── Source material
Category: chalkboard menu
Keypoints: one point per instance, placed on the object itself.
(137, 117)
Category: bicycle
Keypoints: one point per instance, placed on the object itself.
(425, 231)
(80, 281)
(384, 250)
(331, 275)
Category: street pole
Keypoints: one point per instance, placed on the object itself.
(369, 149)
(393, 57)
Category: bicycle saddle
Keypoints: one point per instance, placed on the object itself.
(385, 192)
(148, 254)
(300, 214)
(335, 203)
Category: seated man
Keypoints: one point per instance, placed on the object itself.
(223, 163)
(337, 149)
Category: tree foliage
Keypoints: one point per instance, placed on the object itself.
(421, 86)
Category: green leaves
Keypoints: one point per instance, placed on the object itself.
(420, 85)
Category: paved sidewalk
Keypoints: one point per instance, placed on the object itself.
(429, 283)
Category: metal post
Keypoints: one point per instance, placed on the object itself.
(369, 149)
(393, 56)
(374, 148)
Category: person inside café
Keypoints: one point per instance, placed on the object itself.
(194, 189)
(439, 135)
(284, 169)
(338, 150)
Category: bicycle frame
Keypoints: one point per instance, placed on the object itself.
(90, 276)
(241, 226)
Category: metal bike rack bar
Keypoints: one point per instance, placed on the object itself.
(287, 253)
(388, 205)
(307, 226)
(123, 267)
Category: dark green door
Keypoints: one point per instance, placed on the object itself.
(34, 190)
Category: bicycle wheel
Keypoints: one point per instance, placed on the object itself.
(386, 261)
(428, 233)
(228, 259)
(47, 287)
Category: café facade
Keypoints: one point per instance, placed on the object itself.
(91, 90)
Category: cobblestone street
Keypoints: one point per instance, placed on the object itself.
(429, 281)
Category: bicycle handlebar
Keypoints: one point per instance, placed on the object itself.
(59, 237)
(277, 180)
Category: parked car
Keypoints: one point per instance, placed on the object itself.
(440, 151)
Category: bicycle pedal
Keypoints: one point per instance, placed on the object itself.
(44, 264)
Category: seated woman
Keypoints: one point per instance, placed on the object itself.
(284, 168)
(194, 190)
────
> [What is needed]:
Word for word, please return the lines from the one containing "Category: bicycle saddle" through the end of the listing, both ends included, and nothing else.

> [Completed task]:
Category: bicycle saddle
Keypoints: one point per instance, placed on the object itself.
(385, 192)
(148, 254)
(300, 214)
(335, 203)
Category: seated man
Keypoints: one point per instance, placed on the object itself.
(223, 163)
(337, 149)
Category: tree foliage
Keypoints: one point per instance, placed on the object itself.
(421, 86)
Category: green leaves
Keypoints: one point per instance, placed on the object itself.
(420, 85)
Category: paved sidewalk
Keypoints: one point per instance, placed on the object itself.
(429, 283)
Category: metal post
Keypoints: one point per instance, placed on the object itself.
(369, 149)
(393, 56)
(374, 148)
Category: person inside café
Keypoints: one point per instance, placed on the object itself.
(194, 189)
(439, 135)
(284, 169)
(338, 150)
Category: bicycle frame
Keypoints: one point per instance, placed on the object itself.
(90, 276)
(241, 226)
Category: metal bike rack bar
Keypoints: one point per instance, placed on the object itself.
(287, 253)
(388, 205)
(307, 226)
(123, 267)
Category: dark green door
Keypoints: one point per instance, placed on the object itself.
(34, 190)
Category: bicycle wheel
Keypoints: one point per instance, placed on the object itself.
(386, 261)
(428, 233)
(228, 259)
(47, 287)
Category: café facade
Keypoints: one point per instance, placed on the object itself.
(91, 90)
Category: cobblestone street
Keypoints: one point per instance, placed on the object itself.
(429, 281)
Category: bicycle handlebar
Keypoints: one point per instance, placed on the object itself.
(59, 237)
(277, 180)
Category: parked car
Keypoints: one point per instance, placed on the object itself.
(440, 151)
Category: bicycle pedal
Keypoints: one point per instance, placed on the object itself.
(44, 264)
Category: seated woman
Keypoints: one point per instance, placed on the object itself.
(284, 168)
(194, 190)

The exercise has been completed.